• [Aim of the exercise]
Select every line below that contains the string "background", and copy each one.

• [Records to use]
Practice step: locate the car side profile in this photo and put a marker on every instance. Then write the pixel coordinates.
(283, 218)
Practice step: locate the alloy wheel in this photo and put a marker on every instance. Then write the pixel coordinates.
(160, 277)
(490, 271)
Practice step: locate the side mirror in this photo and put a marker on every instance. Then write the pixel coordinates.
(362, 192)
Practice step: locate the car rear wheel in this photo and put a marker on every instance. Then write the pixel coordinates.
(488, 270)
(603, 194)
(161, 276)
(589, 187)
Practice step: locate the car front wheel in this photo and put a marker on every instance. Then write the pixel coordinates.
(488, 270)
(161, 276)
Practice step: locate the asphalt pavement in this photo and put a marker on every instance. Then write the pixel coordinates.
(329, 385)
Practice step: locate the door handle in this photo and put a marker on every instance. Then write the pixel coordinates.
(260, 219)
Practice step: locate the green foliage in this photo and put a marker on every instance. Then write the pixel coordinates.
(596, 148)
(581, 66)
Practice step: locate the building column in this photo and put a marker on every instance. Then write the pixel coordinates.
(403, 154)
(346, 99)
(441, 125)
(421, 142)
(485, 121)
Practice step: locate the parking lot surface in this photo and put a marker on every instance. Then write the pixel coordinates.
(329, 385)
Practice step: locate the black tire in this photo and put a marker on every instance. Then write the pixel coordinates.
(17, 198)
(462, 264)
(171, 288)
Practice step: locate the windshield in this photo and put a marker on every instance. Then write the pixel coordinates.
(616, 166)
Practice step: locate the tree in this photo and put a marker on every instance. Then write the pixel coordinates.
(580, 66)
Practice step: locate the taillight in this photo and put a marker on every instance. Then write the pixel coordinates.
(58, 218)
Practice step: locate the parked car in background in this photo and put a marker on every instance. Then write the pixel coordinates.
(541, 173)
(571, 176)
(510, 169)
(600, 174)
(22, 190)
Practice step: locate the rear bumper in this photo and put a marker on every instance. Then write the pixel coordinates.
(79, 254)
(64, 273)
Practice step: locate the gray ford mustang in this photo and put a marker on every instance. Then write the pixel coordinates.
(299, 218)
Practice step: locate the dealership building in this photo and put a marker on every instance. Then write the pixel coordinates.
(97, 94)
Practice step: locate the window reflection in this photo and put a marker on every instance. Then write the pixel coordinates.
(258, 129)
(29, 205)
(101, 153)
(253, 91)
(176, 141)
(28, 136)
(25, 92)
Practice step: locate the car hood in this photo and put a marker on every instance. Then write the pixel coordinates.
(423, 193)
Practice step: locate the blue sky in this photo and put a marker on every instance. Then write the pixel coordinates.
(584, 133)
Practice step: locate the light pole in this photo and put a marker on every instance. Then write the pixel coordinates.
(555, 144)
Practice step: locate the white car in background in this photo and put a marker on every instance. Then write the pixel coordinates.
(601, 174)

---

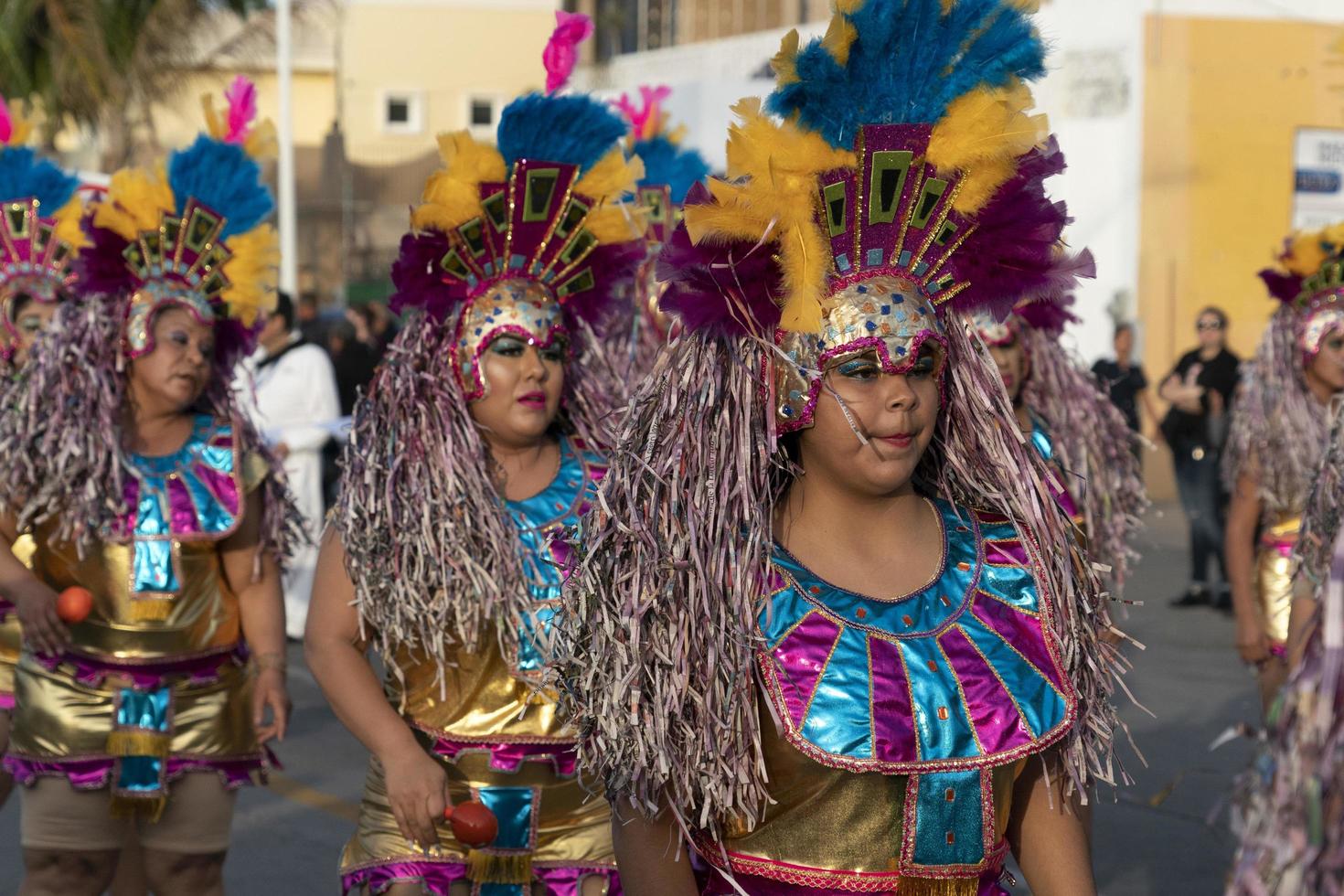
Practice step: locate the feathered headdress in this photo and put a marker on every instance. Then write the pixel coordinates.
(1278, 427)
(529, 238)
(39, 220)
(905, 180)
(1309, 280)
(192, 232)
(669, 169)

--

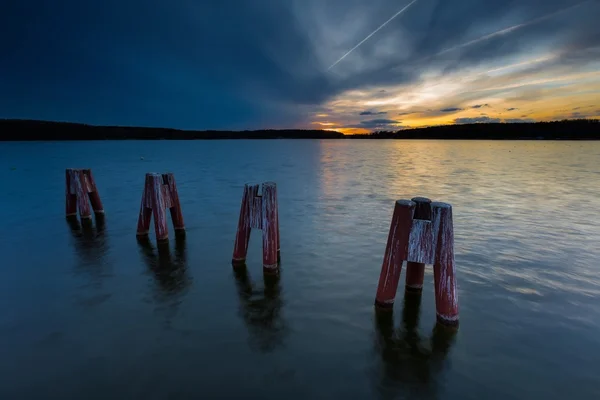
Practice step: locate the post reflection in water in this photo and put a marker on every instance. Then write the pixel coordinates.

• [Exercise answer]
Practice step: locate the parked car in background in this photo and put a marker on every instance. Then write the pixel coordinates.
Practice step: locate the white car in background in this photo and put a marker on every instance. Then write the pixel coordinates.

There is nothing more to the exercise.